### TASK INSTRUCTIONS
Gather every line below where "dark" appears.
....................
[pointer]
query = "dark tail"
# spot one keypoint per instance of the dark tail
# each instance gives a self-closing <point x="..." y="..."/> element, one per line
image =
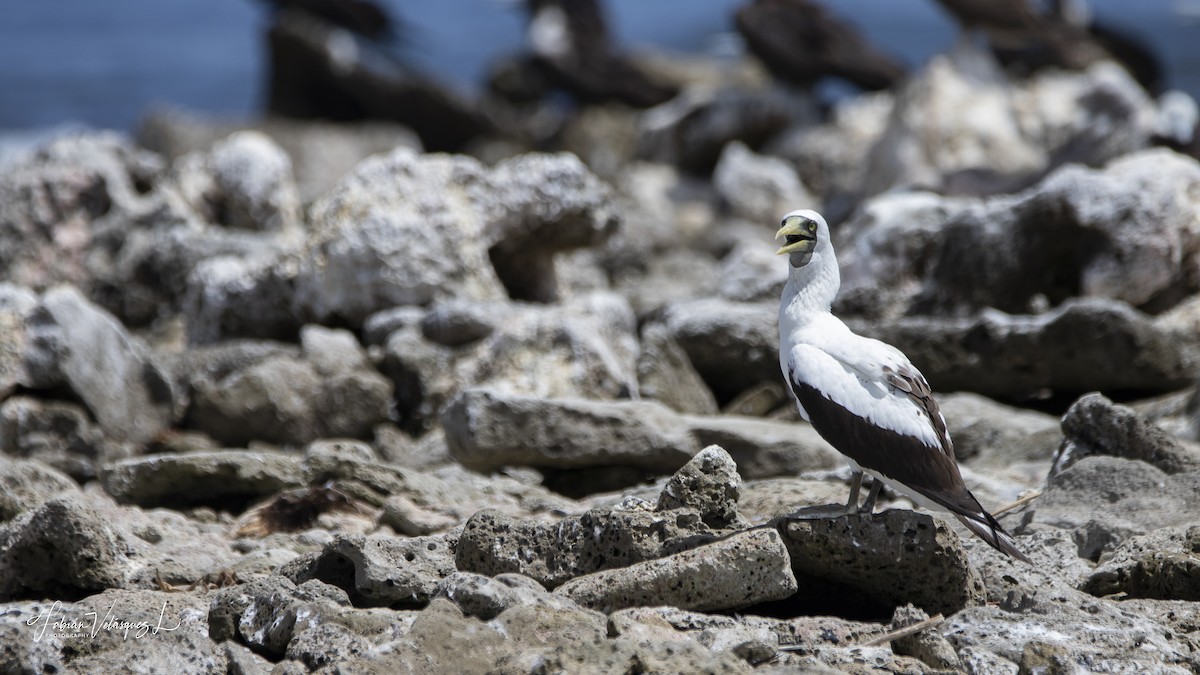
<point x="989" y="530"/>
....................
### ANSWER SECTION
query = "dark tail"
# spot one keypoint per instance of the dark tail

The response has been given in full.